## MATERIAL FOR THE TASK
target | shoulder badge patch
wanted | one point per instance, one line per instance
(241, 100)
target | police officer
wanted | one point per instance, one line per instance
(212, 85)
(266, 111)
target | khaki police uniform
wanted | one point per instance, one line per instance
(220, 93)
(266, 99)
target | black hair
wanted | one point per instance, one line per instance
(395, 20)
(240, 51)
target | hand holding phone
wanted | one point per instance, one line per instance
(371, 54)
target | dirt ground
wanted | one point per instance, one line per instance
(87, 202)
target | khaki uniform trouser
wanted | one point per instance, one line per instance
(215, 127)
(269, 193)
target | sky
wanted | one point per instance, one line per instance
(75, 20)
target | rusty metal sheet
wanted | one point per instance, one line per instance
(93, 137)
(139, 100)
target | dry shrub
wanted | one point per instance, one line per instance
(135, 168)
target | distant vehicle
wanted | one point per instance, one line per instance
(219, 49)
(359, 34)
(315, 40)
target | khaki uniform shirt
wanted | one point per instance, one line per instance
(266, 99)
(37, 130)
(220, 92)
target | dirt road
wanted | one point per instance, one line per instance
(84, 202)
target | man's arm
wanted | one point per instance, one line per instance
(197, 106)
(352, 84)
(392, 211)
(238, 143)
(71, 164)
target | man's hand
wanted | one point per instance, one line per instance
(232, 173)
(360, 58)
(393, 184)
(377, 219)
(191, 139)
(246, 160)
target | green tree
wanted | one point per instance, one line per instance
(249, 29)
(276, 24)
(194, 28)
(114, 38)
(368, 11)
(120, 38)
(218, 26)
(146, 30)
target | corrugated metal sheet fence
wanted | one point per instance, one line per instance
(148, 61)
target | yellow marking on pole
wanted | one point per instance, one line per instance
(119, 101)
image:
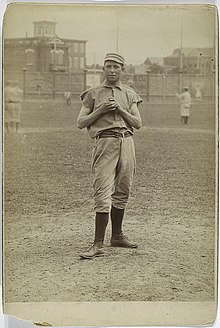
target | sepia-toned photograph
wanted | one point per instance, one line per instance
(110, 189)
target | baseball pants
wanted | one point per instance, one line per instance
(113, 168)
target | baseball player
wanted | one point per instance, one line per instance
(110, 113)
(13, 99)
(185, 100)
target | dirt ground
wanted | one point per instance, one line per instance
(49, 221)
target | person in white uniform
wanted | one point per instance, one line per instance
(185, 101)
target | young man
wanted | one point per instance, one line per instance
(185, 100)
(110, 112)
(13, 100)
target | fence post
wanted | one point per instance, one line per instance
(180, 81)
(213, 85)
(24, 82)
(164, 86)
(84, 78)
(148, 82)
(54, 84)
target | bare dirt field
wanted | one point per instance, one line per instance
(49, 221)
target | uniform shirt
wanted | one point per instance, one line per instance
(93, 97)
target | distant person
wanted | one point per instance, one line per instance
(67, 96)
(110, 113)
(185, 101)
(13, 96)
(198, 95)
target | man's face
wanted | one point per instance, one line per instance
(112, 71)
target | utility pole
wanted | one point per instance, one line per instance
(117, 34)
(181, 58)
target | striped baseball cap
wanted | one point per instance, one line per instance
(115, 57)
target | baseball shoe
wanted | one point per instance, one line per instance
(94, 251)
(121, 240)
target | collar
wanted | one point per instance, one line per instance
(118, 85)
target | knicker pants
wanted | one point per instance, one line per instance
(113, 167)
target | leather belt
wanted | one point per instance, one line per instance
(114, 134)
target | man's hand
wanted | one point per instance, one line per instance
(108, 104)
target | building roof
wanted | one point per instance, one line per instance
(154, 60)
(44, 22)
(194, 52)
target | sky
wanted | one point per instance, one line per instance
(143, 30)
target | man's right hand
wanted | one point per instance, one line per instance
(107, 105)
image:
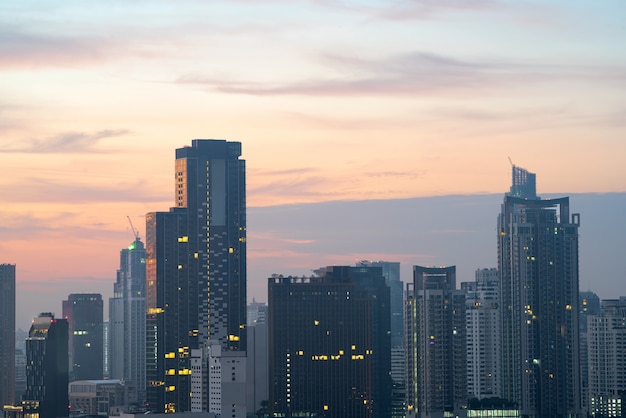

## WHAT NEEDS TO BE DONE
In the records above, some lines hold the word "person"; copy each such line.

## ANSWER
target | person in white uniform
target | distant person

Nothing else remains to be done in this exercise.